Collected data
Content starts

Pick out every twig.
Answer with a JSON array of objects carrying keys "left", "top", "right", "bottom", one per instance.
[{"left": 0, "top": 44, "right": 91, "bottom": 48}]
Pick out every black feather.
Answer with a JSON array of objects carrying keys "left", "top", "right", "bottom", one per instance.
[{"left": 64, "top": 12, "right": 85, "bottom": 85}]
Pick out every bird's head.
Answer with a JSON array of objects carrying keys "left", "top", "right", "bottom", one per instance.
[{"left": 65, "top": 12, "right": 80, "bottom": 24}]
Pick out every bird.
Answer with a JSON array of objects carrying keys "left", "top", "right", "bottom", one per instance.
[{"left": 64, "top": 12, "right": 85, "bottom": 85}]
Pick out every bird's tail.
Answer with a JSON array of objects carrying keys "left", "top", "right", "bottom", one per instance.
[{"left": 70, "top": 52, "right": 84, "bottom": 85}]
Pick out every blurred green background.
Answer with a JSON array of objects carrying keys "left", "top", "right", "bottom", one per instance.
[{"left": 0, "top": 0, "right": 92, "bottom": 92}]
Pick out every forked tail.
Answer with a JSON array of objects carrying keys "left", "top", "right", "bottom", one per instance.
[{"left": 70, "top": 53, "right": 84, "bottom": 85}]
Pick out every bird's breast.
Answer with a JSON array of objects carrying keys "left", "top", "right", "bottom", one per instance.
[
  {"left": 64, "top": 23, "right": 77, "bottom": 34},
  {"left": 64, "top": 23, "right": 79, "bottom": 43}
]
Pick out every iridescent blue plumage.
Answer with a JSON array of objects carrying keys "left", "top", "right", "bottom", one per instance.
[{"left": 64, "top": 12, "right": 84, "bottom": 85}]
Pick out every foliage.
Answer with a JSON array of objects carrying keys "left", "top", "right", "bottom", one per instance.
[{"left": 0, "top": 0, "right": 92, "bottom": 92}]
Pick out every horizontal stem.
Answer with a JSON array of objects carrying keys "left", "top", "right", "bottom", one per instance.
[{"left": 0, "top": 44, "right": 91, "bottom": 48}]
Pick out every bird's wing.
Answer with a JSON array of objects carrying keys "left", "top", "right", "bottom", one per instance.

Content ends

◆ What needs to be done
Where a line of the records has the string "tail", copy that line.

◆ Finished task
Pick out every bird's tail.
Pick out every forked tail.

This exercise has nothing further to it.